RECORDS FOR THIS TASK>
====

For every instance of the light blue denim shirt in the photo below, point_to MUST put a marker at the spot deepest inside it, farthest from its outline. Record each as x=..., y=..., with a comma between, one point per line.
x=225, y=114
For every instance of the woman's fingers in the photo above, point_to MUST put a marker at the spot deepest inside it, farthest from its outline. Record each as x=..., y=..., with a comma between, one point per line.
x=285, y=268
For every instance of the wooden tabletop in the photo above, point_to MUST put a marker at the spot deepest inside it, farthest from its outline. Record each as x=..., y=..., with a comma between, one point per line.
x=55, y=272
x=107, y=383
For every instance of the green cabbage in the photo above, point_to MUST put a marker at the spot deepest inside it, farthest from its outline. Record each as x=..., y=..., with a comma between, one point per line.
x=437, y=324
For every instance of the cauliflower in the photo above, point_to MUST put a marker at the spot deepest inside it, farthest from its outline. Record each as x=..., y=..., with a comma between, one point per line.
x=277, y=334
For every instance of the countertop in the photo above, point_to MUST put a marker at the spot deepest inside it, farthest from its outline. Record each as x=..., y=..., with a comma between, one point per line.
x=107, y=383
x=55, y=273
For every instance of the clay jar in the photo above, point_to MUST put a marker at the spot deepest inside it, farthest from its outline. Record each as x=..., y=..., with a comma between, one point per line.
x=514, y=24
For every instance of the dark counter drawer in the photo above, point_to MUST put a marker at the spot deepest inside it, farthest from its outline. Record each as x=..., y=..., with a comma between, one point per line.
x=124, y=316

====

TASK OBJECTIVE>
Copy all of the lines above word for word, keeping their order.

SOLUTION FOR THIS TASK>
For every instance of the light blue denim shirt in the photo below, point_to MUST put a marker at the spot deepest inside it, farthest from its outline. Record each as x=..., y=..., with a comma between, one point per line.
x=225, y=114
For every instance of the woman's fingers in the photo above, point_to MUST put a marker at the spot deepest inside it, farthest from its outline. Record each as x=..., y=..., with a comma between, one point per line.
x=285, y=268
For every instance of the wooden tabletop in the photo above, point_to MUST put a marker at the spot deepest inside it, farthest from its outline. Record each as x=..., y=..., with a comma between, one point per line.
x=55, y=272
x=107, y=383
For every instance of the green cabbage in the photo above, point_to MUST put a marker at the spot deepest inside it, farthest from its outline. Record each as x=..., y=..., with a comma between, one point per line.
x=437, y=324
For every instance of the cauliflower in the photo above, point_to MUST put a marker at the spot deepest inside it, farthest from its outline. Record each as x=..., y=..., with a comma between, one point per line.
x=277, y=334
For every instance of the countertop in the photo above, point_to MUST put a marker at the spot deepest inside it, farthest from its outline. Record each as x=..., y=..., with a comma between, one point per line.
x=107, y=383
x=55, y=273
For every instance of the clay jar in the photo above, point_to MUST put a marker at the spot deepest inside it, farthest from its outline. Record each as x=..., y=..., with a comma between, one point per line.
x=514, y=24
For every instance of the dark counter drawer in the photo above, point_to MUST put a marker at the spot deepest inside it, farthest from its outline. Record each as x=..., y=..., with a comma between, one point per line.
x=124, y=316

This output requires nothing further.